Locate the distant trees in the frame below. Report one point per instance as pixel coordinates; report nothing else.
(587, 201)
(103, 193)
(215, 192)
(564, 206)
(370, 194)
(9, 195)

######

Print the listing in full, exactly as given.

■ **Result**:
Locate the distant trees in the frame below. Report one point per instance as pixel coordinates; report nothing else.
(587, 201)
(103, 193)
(215, 192)
(564, 206)
(370, 194)
(9, 195)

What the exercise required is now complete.